• _GOAL_: Report how many lines in the rows below contain the word "wheel". Case counts. Give only the number.

• _DATA FOR PROCESSING_:

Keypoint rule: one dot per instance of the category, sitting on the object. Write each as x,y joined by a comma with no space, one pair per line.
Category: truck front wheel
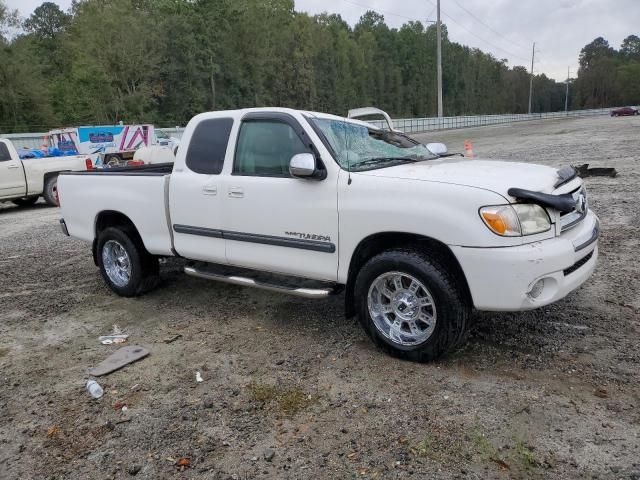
410,305
49,193
126,266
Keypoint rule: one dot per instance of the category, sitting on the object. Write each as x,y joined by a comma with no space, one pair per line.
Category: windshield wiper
376,160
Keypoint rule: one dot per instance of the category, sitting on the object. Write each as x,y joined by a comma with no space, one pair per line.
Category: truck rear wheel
126,266
25,202
49,193
410,305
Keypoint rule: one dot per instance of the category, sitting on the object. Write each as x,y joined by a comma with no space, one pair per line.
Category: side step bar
249,282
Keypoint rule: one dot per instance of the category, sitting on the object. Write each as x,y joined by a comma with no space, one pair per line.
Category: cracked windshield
357,147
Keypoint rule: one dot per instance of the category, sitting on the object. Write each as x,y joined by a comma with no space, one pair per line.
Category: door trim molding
312,245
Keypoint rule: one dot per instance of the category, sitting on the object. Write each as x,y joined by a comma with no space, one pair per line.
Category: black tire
144,266
25,202
452,310
50,188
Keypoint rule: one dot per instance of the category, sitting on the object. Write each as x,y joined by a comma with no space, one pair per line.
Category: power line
482,39
511,54
488,27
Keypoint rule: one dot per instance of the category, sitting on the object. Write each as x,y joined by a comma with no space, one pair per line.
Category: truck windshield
358,147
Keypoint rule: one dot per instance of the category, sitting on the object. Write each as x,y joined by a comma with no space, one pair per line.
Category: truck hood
492,175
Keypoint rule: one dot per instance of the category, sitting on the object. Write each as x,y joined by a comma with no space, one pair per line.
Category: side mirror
303,165
437,148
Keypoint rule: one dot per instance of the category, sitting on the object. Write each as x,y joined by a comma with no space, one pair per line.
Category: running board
250,282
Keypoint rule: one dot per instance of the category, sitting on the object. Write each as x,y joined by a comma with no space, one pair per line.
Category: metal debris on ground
111,339
173,338
119,359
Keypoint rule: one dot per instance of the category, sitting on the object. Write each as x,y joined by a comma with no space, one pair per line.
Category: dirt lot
293,390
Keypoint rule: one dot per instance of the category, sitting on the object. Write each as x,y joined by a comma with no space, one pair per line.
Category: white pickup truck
313,204
23,181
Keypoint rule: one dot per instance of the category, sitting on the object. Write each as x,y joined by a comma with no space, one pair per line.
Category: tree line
163,61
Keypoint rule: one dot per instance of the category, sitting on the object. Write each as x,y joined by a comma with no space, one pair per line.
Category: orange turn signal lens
495,222
501,220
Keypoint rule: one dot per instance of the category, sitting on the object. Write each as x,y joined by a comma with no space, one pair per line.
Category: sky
505,28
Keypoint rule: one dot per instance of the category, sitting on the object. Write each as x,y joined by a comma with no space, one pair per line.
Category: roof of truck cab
308,113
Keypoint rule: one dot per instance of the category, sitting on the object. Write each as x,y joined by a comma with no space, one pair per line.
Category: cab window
265,148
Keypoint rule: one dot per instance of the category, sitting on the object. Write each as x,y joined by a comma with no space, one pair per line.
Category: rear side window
208,146
4,153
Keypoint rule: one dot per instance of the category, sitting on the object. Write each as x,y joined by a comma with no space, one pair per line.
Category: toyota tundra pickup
23,181
312,204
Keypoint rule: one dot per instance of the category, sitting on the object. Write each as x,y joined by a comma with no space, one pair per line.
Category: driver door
12,181
276,222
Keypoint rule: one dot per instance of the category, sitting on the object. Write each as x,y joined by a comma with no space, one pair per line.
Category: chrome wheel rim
402,308
117,263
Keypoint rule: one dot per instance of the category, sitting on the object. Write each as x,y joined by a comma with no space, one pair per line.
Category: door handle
236,192
210,190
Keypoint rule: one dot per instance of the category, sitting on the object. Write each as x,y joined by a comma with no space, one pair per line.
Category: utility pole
533,54
566,95
439,55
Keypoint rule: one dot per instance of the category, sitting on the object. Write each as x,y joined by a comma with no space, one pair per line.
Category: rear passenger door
276,222
196,195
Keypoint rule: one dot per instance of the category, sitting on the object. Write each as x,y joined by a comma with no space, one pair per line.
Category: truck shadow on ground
6,208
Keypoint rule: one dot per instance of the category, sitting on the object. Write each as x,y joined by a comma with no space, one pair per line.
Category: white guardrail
407,125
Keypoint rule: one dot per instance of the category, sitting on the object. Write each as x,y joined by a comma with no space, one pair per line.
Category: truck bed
139,193
154,169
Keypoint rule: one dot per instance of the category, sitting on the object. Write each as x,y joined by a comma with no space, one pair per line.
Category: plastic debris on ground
94,389
116,337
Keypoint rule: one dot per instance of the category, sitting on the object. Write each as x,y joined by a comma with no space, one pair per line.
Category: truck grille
571,219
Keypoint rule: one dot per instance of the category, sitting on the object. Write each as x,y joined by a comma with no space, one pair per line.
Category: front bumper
506,279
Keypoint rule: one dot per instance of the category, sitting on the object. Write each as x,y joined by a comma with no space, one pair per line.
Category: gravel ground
293,390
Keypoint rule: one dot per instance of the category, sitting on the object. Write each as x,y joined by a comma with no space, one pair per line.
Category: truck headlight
516,220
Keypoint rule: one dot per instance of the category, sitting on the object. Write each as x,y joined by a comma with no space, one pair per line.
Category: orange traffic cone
468,149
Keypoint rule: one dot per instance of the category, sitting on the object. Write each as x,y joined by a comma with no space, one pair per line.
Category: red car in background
619,112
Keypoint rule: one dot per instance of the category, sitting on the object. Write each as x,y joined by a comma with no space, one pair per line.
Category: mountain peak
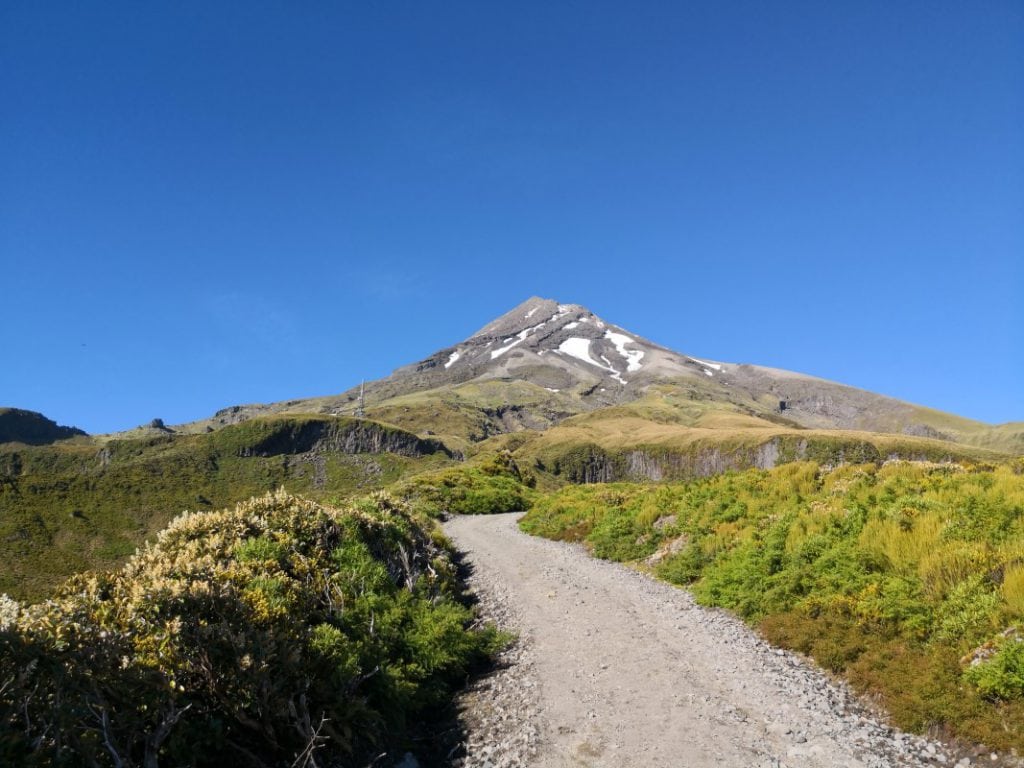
562,346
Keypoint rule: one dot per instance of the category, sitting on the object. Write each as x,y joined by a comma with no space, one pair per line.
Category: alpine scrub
906,578
282,632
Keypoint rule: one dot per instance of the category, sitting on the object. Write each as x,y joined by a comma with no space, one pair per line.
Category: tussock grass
890,574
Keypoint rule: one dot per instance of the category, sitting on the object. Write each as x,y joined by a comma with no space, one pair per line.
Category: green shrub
245,636
886,573
1000,676
493,486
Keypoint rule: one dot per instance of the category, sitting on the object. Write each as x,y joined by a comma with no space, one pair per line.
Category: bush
1001,675
494,486
252,636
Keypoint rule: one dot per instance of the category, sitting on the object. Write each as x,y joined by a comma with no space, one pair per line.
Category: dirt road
626,671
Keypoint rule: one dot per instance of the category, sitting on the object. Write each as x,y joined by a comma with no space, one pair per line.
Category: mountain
545,364
32,428
568,395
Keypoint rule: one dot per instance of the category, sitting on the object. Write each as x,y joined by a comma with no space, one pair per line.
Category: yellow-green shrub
245,634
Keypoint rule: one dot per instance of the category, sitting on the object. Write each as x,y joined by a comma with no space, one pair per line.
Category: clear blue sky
204,204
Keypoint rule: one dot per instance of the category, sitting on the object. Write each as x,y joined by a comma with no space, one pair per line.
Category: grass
890,574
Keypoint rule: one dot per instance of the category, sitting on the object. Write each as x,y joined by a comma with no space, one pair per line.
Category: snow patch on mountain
632,356
580,348
707,365
516,340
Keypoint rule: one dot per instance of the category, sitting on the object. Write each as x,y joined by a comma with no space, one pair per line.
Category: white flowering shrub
282,632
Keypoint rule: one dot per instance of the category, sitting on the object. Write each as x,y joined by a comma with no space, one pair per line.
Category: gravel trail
615,669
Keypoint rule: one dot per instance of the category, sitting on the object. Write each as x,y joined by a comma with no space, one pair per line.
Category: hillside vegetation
281,632
906,578
69,508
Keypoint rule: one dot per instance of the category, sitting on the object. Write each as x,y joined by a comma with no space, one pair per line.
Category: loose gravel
613,668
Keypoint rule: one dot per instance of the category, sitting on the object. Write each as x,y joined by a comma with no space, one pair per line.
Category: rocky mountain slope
32,428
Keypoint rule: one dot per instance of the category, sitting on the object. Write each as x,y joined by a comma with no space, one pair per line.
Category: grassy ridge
72,507
908,579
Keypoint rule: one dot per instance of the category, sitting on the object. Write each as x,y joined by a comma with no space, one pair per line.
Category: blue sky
204,204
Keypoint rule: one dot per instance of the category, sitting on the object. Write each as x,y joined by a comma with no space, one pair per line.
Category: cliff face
591,463
32,428
341,436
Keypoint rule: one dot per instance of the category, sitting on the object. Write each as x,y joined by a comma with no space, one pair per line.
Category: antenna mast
359,407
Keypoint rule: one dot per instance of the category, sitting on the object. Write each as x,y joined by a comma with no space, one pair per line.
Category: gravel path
615,669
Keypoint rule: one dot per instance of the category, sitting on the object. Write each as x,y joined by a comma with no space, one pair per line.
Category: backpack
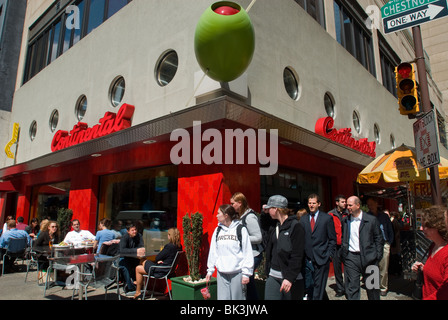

• _SOLUTION TO THIS PROBLEM_: 3